● **What is asked**:
1. Translate this sentence from the Max Egremont biography into Spanish: "He is a direct descendant of Sir John Wyndham."
2. Write the next part of the Max Egremont biography, starting after its final sentence.

● **Excerpted text**:
====================

- Arms of Wyndham, Baron Leconfield and Egremont: Azure, a chevron between three lion's heads erased or a bordure wavy of the last. These are the arms of Wyndham of Orchard Wyndham, differenced by a bordure wavy, for the illegitimacy of the 1st Baron Leconfield.

Member of the House of Lords
- Lord Temporal
- In office 6 June 1972 – 11 November 1999 as a hereditary peer
- Preceded by: The 1st Baron Egremont
- Succeeded by: Seat abolished

Personal details
- Born: John Max Henry Scawen Wyndham 21 April 1948 (age 78)
- Occupation: Biographer, novelist
- Other titles: 7th Baron Leconfield

= Max Egremont =

British biographer and novelist

John Max Henry Scawen Wyndham, 2nd Baron Egremont, 7th Baron Leconfield (born 21 April 1948), generally known as Max Egremont, is a British biographer and novelist.

==Early life and education==
Egremont is the eldest son of John Wyndham, 1st Baron Egremont, and Pamela Wyndham-Quin. He is a direct descendant of Sir John Wyndham. His father was raised to the peerage as Baron Egremont in 1963, the same year as his grandfather succeeded his older brother in the Leconfield barony. They took their seats in the House of Lords on the same day.

====================

● **Information shown**:
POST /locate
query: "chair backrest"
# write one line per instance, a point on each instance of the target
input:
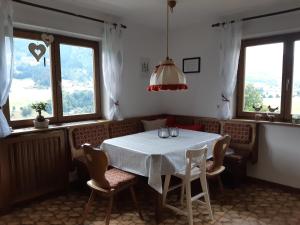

====================

● **Answers by task**:
1. Es descendiente directo de Sir John Wyndham.

2.
Egremont grew up at Petworth House. He was educated first at Heatherdown School near Ascot, then at Eton College and at Christ Church, Oxford, where he read modern history. He succeeded to both baronies upon the death of his father in 1972.

==Career==
Egremont has worked for the American publishing firm Crowell Collier Macmillan and on the staff of U.S. Senator Hugh Scott in Washington, D.C.

==Writing==
Egremont's first book, The Cousins: The Friendship, Opinions and Activities of Wilfrid Scawen Blunt and George Wyndham, was published in 1977 and won the Yorkshire Post Prize for the best first book of that year. His next work was Balfour: A Life of Arthur James Balfour, published in 1980.

He then wrote four novels, The Ladies' Man (1983), Dear Shadows (1986), Painted Lives (1989) and Second Spring (1993). His biography of Major General Sir Edward Spears, Under Two Flags, was published in 1997 and was short-listed for the Westminster Medal for Military History. He was appointed to be the official biographer of Siegfried Sassoon by Sassoon's son George. Egremont's Siegfried Sassoon came out in 2005 and was short-listed for the James Tait Black Memorial Prize.

In 2011 he published Forgotten Land, Journeys Among the Ghosts of East Prussia. In 2014, he published Some Desperate Glory, the First World War the Poets Knew. In 2017 Egremont was joint author with Frances Carey of Käthe Kollwitz, Portrait of the Artist, the catalogue that accompanied a travelling exhibition of Kollwitz's work. He was elected a Fellow of the Royal Society of Literature in 2001. Egremont's short book The Connel Guide to World War 1 was published in 2017.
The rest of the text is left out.